_Assigned task_: A verbatim copy of every entry is required.

_Data to examine_:
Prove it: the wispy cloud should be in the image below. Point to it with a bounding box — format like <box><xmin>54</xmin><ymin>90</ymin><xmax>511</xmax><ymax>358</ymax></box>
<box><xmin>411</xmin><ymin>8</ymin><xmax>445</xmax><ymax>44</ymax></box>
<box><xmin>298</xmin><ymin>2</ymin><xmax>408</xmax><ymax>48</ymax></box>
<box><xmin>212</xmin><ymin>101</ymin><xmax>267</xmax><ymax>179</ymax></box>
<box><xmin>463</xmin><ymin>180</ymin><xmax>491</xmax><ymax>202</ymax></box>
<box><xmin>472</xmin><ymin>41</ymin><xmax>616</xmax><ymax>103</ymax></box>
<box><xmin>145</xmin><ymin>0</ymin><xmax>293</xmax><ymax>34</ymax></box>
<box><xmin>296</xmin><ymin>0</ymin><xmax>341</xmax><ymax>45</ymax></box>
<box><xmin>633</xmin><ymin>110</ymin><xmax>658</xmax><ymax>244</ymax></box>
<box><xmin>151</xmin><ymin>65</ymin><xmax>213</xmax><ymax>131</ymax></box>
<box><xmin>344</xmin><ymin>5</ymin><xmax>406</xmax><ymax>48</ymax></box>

_Written response_:
Prove it: the wispy cloud should be in the image below. Point to it with a bounding box — format like <box><xmin>54</xmin><ymin>90</ymin><xmax>511</xmax><ymax>358</ymax></box>
<box><xmin>411</xmin><ymin>8</ymin><xmax>445</xmax><ymax>44</ymax></box>
<box><xmin>298</xmin><ymin>2</ymin><xmax>408</xmax><ymax>48</ymax></box>
<box><xmin>212</xmin><ymin>101</ymin><xmax>267</xmax><ymax>179</ymax></box>
<box><xmin>463</xmin><ymin>180</ymin><xmax>491</xmax><ymax>202</ymax></box>
<box><xmin>472</xmin><ymin>41</ymin><xmax>616</xmax><ymax>103</ymax></box>
<box><xmin>145</xmin><ymin>0</ymin><xmax>293</xmax><ymax>34</ymax></box>
<box><xmin>296</xmin><ymin>0</ymin><xmax>341</xmax><ymax>45</ymax></box>
<box><xmin>633</xmin><ymin>110</ymin><xmax>658</xmax><ymax>244</ymax></box>
<box><xmin>151</xmin><ymin>65</ymin><xmax>213</xmax><ymax>131</ymax></box>
<box><xmin>344</xmin><ymin>5</ymin><xmax>406</xmax><ymax>48</ymax></box>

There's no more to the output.